**WHAT IS NEEDED:** Render this sentence from the account of the Chapingo tour group into Spanish: "The group was introduced to each research division at the Noble Research Institute during the morning part of their visit."

**PASSAGE:**
━━━━━━

A week ago during a quick agricultural consultants meeting, a tour group from the Universidad Autonoma Chapingo was mentioned. The group would be traveling 18 hours from just northeast of Mexico City to visit the Noble Research Institute and I would have the opportunity to assist with the tour.
After studying Spanish for eight years I eagerly anticipated the opportunity to merge my language skills with my agricultural interests by spending time with the group during their visit. The days leading up to their visit I focused on jumpstarting my Spanish skills from dormancy by listening to the local Spanish radio station and framing my computer monitor with sticky notes of agricultural themed vocabulary. By the time they arrived I could remember words like el pasto (pasture) and los saltamontes (grasshoppers), and was prepared with questions about agriculture south of the border.
The group was introduced to each research division at the Noble Research Institute during the morning part of their visit. I joined the group in the afternoon as a driver to tour the Howard Cattle Company, a stocker steer operation an hour away. During the drive, we batted questions back and forth learning about each. I learned not all the students grew up with an agricultural background and their home states ranged from the south in Chiapas to the north in Durango as well as the heart of Mexico, in Mexico City.

━━━━━━

**EXERCISE DATA:**

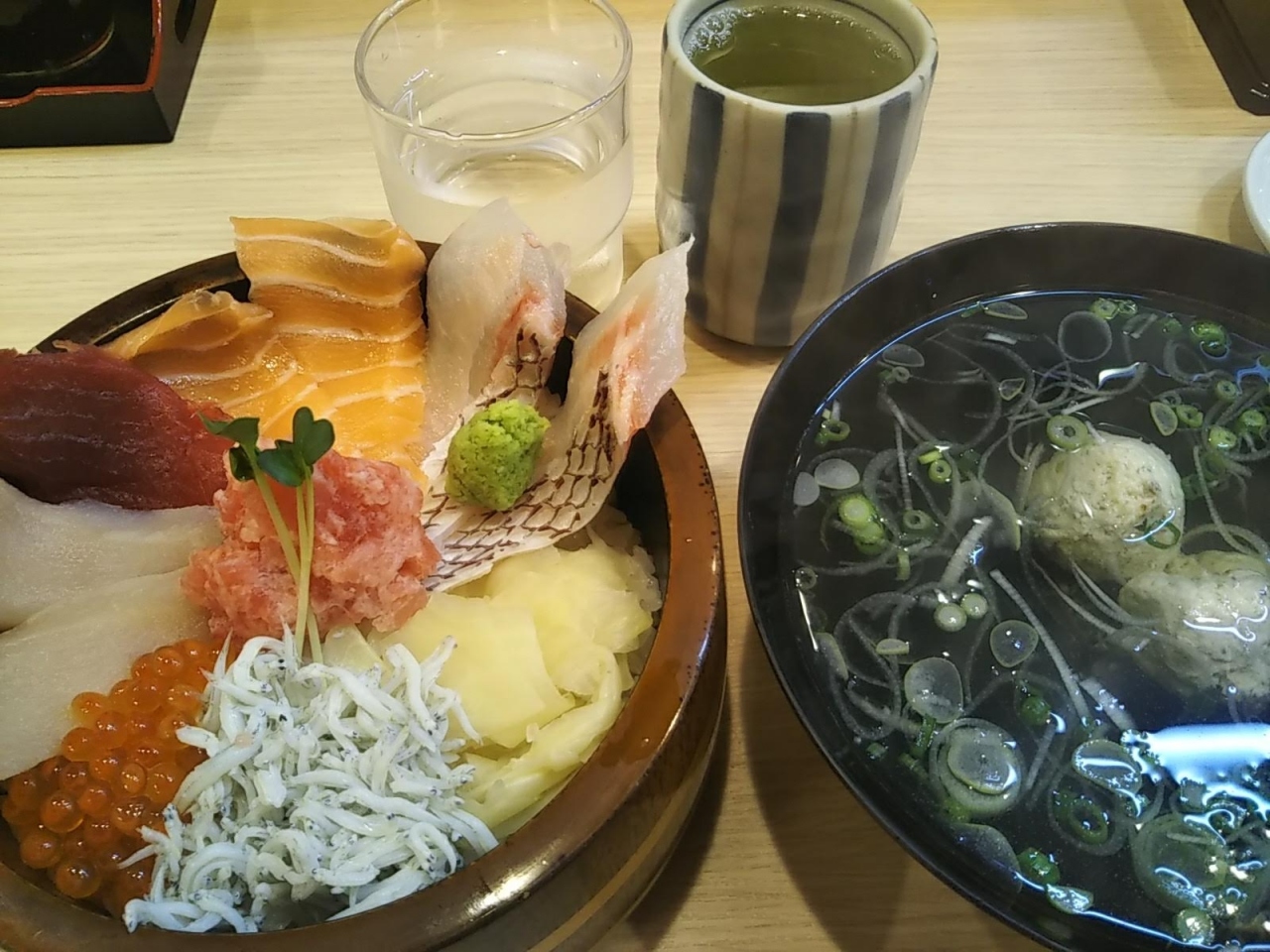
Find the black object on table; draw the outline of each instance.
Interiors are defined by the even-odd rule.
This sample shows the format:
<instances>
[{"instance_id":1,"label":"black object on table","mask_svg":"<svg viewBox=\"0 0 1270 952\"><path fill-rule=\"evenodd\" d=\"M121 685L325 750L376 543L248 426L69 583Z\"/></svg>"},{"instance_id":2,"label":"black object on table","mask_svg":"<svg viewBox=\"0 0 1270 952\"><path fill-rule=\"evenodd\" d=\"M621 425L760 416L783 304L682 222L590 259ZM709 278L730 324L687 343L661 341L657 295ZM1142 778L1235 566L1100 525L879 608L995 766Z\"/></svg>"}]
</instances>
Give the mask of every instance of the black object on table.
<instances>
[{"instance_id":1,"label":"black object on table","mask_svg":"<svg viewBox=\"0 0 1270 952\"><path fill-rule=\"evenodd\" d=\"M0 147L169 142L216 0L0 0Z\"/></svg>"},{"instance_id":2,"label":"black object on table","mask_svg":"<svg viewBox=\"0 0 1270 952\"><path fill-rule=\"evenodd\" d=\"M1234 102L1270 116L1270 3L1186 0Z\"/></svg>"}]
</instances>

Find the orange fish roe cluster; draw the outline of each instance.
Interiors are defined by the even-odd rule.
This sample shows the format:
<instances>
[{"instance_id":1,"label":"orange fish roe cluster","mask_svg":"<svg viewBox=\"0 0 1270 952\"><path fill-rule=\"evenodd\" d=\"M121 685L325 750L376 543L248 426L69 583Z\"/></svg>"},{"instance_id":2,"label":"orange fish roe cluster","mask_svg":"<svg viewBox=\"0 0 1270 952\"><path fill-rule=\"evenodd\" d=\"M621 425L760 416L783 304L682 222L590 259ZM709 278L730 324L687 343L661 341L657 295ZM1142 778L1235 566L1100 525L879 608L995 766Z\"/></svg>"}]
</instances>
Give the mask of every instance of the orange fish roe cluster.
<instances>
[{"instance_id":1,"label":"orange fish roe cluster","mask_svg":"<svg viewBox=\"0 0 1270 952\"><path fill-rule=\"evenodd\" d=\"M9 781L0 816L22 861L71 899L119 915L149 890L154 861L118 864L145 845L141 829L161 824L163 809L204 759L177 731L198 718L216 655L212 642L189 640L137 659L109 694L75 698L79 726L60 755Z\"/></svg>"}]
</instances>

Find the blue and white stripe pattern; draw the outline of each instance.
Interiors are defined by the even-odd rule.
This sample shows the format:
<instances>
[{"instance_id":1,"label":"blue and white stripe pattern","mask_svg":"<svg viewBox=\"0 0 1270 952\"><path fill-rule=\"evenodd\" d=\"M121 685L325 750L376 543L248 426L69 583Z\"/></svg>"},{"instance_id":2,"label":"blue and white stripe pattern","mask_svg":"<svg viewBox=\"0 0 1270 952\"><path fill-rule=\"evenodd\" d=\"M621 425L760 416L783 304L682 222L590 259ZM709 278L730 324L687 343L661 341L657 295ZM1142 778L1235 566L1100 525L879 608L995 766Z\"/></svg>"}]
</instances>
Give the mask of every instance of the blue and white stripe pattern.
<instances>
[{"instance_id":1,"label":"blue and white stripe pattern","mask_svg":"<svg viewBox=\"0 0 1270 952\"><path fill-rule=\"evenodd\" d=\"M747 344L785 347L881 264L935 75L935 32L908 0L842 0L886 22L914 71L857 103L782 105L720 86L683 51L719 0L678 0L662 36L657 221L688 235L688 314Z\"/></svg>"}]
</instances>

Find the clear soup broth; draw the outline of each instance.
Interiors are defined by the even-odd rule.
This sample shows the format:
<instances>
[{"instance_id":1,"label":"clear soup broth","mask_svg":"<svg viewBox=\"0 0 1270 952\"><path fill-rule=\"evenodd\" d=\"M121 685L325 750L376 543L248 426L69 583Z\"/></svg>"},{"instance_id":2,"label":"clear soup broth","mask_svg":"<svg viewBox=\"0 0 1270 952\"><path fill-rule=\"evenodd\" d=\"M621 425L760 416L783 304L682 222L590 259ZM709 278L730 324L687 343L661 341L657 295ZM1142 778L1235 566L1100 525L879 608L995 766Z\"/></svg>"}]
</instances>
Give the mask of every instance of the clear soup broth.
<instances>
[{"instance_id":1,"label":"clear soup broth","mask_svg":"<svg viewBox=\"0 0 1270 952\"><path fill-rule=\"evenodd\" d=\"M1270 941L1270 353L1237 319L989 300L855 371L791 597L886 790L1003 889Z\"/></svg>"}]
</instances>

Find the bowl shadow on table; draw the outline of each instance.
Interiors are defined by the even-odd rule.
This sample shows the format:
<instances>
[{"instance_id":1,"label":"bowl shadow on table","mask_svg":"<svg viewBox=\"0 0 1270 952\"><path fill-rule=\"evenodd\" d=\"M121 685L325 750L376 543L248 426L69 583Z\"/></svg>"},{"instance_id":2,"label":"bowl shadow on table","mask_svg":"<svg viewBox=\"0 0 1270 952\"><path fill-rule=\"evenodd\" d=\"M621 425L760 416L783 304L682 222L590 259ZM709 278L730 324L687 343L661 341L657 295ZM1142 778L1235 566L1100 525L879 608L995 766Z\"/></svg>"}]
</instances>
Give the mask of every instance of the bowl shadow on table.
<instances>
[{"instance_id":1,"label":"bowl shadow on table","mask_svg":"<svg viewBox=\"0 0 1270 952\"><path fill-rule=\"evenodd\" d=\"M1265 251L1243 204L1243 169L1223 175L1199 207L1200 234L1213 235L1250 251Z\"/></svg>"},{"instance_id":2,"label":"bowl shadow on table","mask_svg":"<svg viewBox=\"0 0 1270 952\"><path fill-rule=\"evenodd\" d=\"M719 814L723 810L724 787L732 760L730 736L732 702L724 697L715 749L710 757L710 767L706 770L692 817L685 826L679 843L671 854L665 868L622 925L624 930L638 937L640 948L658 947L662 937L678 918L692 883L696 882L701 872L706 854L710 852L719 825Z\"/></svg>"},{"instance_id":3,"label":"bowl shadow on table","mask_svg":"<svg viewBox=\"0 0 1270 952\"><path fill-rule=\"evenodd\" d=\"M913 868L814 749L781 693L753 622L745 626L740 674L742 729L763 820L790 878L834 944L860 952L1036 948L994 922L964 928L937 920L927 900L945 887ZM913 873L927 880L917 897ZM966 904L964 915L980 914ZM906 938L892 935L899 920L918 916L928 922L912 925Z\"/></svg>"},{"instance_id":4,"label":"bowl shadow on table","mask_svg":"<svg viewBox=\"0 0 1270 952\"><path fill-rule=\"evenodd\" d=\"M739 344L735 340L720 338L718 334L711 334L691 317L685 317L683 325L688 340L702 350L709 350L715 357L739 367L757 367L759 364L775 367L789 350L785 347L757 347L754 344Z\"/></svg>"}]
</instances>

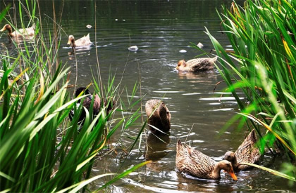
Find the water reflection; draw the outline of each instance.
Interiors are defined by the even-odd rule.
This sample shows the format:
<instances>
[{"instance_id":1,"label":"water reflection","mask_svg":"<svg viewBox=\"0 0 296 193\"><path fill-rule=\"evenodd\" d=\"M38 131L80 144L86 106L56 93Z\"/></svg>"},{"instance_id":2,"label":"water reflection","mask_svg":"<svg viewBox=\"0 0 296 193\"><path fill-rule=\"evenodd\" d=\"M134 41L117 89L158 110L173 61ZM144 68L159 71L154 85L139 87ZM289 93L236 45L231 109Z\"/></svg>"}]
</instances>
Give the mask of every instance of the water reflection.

━━━━━━

**ANSWER SPACE:** Durante la parte matutina de su visita, al grupo se le presentó cada una de las divisiones de investigación del Noble Research Institute.